** EXERCISE DETAILS **
Arrange the lines below into a Markdown table with the columns "No." and "Line," numbering each row and leaving out any blank lines.

** SUPPLIED DATA **
####################
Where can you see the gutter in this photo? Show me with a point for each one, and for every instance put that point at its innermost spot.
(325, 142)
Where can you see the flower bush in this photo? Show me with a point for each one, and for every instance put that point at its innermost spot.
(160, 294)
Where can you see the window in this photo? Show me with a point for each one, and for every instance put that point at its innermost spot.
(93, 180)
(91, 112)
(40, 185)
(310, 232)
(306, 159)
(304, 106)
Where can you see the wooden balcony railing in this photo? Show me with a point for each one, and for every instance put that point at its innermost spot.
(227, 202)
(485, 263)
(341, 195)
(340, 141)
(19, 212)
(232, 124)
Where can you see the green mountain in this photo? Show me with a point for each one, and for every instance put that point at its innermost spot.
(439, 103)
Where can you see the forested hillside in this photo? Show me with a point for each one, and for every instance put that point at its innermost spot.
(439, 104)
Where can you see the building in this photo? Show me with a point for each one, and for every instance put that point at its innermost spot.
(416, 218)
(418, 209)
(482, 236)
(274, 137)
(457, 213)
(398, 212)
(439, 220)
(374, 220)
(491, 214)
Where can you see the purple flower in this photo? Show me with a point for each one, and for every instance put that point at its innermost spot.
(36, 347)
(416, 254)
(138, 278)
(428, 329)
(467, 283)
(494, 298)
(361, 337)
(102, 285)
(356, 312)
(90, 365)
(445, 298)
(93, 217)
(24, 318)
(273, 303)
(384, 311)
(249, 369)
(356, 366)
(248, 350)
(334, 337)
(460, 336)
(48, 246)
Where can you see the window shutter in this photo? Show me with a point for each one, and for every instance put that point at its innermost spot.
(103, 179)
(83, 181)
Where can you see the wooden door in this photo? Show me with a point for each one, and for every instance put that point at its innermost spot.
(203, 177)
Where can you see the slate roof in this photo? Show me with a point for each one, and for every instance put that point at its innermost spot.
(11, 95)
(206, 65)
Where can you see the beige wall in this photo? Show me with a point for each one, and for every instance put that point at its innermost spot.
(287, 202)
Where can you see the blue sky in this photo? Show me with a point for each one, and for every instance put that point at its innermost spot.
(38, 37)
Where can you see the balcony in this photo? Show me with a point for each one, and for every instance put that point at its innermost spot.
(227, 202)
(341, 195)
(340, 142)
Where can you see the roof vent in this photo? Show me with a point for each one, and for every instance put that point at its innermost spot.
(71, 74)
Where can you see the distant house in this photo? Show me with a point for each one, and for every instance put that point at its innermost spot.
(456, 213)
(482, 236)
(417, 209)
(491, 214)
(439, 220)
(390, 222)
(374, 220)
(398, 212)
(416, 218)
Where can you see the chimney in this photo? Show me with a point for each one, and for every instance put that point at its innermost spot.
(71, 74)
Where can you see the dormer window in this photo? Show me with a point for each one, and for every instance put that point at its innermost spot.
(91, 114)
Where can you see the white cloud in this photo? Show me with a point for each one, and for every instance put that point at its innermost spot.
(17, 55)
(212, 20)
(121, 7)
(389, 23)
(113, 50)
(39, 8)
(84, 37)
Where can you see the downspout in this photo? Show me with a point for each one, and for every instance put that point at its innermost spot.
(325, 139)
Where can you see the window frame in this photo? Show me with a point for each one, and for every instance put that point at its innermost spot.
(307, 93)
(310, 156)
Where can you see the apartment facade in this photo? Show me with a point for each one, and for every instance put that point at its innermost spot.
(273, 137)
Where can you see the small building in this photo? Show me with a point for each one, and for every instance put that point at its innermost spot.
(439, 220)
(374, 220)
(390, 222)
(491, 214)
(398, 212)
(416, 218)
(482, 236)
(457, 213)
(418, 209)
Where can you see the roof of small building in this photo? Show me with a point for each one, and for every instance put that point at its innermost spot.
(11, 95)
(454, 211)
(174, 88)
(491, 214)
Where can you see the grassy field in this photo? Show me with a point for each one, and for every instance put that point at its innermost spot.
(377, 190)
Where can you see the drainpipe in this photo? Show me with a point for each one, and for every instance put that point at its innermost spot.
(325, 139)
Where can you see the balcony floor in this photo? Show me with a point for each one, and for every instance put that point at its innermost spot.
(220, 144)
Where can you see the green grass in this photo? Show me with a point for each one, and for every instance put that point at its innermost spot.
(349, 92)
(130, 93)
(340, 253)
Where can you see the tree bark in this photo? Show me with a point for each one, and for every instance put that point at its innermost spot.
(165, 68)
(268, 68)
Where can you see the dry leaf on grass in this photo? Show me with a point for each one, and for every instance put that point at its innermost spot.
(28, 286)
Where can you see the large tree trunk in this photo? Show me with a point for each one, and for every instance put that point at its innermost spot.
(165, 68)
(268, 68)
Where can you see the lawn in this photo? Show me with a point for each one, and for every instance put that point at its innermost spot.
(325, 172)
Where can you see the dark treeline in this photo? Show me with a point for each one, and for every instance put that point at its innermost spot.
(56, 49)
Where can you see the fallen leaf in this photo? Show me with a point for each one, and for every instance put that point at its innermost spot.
####################
** SOLUTION TO THIS TASK **
| No. | Line |
|---|---|
| 1 | Where can you see the gutter in this photo? Show me with a point for each one, and for every instance put that point at its innermost spot. |
| 2 | (325, 142) |
| 3 | Where can you see the flower bush in this photo? Show me with a point for each one, and for every instance put that point at its innermost spot. |
| 4 | (160, 294) |
| 5 | Where can you see the window in this photo? Show me with a point for each one, and for every instance put that point at its innermost spot. |
| 6 | (93, 180) |
| 7 | (91, 112) |
| 8 | (40, 185) |
| 9 | (310, 232) |
| 10 | (306, 159) |
| 11 | (304, 106) |
| 12 | Where can you see the wooden balcony railing in this photo? Show me with a point for each one, and for every instance put that point at its innermost spot. |
| 13 | (227, 202) |
| 14 | (485, 263) |
| 15 | (341, 195) |
| 16 | (340, 141) |
| 17 | (19, 212) |
| 18 | (232, 124) |
| 19 | Where can you see the green mountain in this photo? Show me with a point for each one, and for every instance put that point at its innermost spot. |
| 20 | (439, 103) |
| 21 | Where can you see the forested hillside in this photo? Show me with a point for each one, and for every instance put that point at its innermost spot. |
| 22 | (439, 104) |
| 23 | Where can you see the building in this photo? Show me with a point for each one, and for every instance put that point at its innermost spot. |
| 24 | (416, 218) |
| 25 | (418, 209) |
| 26 | (482, 236) |
| 27 | (274, 137) |
| 28 | (457, 213) |
| 29 | (398, 212) |
| 30 | (439, 220) |
| 31 | (374, 220) |
| 32 | (491, 214) |
| 33 | Where can you see the purple flower in this photo? Show me with a point for each one, and for every instance put that point at its innermost spot. |
| 34 | (36, 347) |
| 35 | (416, 254) |
| 36 | (138, 278) |
| 37 | (428, 329) |
| 38 | (467, 283) |
| 39 | (494, 298) |
| 40 | (361, 337) |
| 41 | (102, 285) |
| 42 | (356, 312) |
| 43 | (90, 365) |
| 44 | (445, 298) |
| 45 | (93, 217) |
| 46 | (24, 318) |
| 47 | (273, 303) |
| 48 | (384, 311) |
| 49 | (249, 369) |
| 50 | (356, 366) |
| 51 | (248, 350) |
| 52 | (334, 337) |
| 53 | (460, 336) |
| 54 | (48, 246) |
| 55 | Where can you see the window shutter in this photo? Show me with a point for each one, and for every instance put that point at its innermost spot. |
| 56 | (103, 179) |
| 57 | (83, 181) |
| 58 | Where can you see the wooden door in this photo? Show me with a point for each one, and for every instance put that point at its innermost spot. |
| 59 | (203, 177) |
| 60 | Where can you see the slate roof in this photo? Show me with a point for each one, and for every instance put that point at its innermost spot. |
| 61 | (11, 95) |
| 62 | (206, 65) |
| 63 | Where can you see the beige wall in this photo? Show me with a point for each one, and for every instance put that point at its innermost spot. |
| 64 | (287, 202) |
| 65 | Where can you see the blue sky in this photo? Show me with a point for each one, and for every instance put that point at its innermost spot. |
| 66 | (38, 37) |
| 67 | Where can you see the balcony in this photo? Show me with a point for each one, and for every instance put that point at its innermost spot. |
| 68 | (227, 202) |
| 69 | (341, 195) |
| 70 | (340, 142) |
| 71 | Where can you see the roof vent in this photo? Show me with a point for each one, and for every instance put that point at its innermost spot. |
| 72 | (71, 74) |
| 73 | Where can you see the distant house in this photo? Show me with a point for each one, and for every instance put that point at its innermost spot. |
| 74 | (456, 213) |
| 75 | (482, 236) |
| 76 | (417, 209) |
| 77 | (491, 214) |
| 78 | (439, 220) |
| 79 | (390, 222) |
| 80 | (374, 220) |
| 81 | (398, 212) |
| 82 | (416, 218) |
| 83 | Where can you see the chimney in this photo? Show me with a point for each one, and for every instance put that point at its innermost spot. |
| 84 | (71, 74) |
| 85 | Where can you see the dormer window in this photo? Show me with a point for each one, and for every instance put that point at its innermost spot. |
| 86 | (91, 114) |
| 87 | Where can you see the white cloud in this photo? Show me with a point for each one, and for every instance put that point at its innermost spot. |
| 88 | (17, 55) |
| 89 | (212, 20) |
| 90 | (121, 7) |
| 91 | (389, 23) |
| 92 | (113, 50) |
| 93 | (39, 8) |
| 94 | (84, 37) |
| 95 | Where can you see the downspout in this photo? Show me with a point for each one, and for every instance put that point at its innermost spot. |
| 96 | (325, 139) |
| 97 | Where can you see the window frame in this photo? Show me with a point for each one, and for every instance put that point at its innermost spot. |
| 98 | (307, 93) |
| 99 | (310, 156) |
| 100 | Where can you see the apartment facade in this photo? Show me with a point for each one, and for every instance put that point at its innermost spot. |
| 101 | (273, 137) |
| 102 | Where can you see the small building in this photo? Show me with a point for each one, and for every instance put that point at its innermost spot. |
| 103 | (439, 220) |
| 104 | (374, 220) |
| 105 | (390, 222) |
| 106 | (491, 214) |
| 107 | (398, 212) |
| 108 | (416, 218) |
| 109 | (482, 236) |
| 110 | (457, 213) |
| 111 | (418, 209) |
| 112 | Where can you see the roof of small building in this photo? Show me with a point for each one, and for every instance put that point at its innermost spot. |
| 113 | (11, 95) |
| 114 | (454, 211) |
| 115 | (174, 88) |
| 116 | (491, 214) |
| 117 | Where can you see the grassy field in this photo? Show me with a point for each one, and for every instance put that point at its innermost spot. |
| 118 | (377, 190) |
| 119 | Where can you see the drainpipe in this photo? Show me with a point for each one, and for every instance put that point at its innermost spot. |
| 120 | (325, 139) |
| 121 | Where can you see the balcony floor in this photo? Show me with a point for each one, and for every instance put that point at its innermost spot. |
| 122 | (220, 144) |
| 123 | Where can you see the green grass in this photo? Show me with a point for each one, and for every instance put that point at its innermost spot. |
| 124 | (349, 92) |
| 125 | (130, 93) |
| 126 | (340, 253) |
| 127 | Where can you see the tree bark in this photo? Show me with a point for each one, and for every instance put that point at its innermost spot. |
| 128 | (165, 68) |
| 129 | (268, 68) |
| 130 | Where can you see the dry leaf on grass in this photo? Show me with a point for each one, and for every instance put that point at its innermost spot. |
| 131 | (28, 286) |
| 132 | Where can you see the large tree trunk in this photo? Show me with a point for each one, and for every instance put that point at its innermost spot. |
| 133 | (165, 68) |
| 134 | (268, 68) |
| 135 | Where can you see the lawn in this photo? Show me with a point for each one, and for every instance put that point at its innermost spot. |
| 136 | (325, 172) |
| 137 | Where can you see the dark treeline in this photo? Show me with a point for each one, and for every instance put that point at its innermost spot. |
| 138 | (56, 49) |
| 139 | Where can you see the fallen leaf in this photo? Show me with a point for each one, and for every instance put that point at its innermost spot. |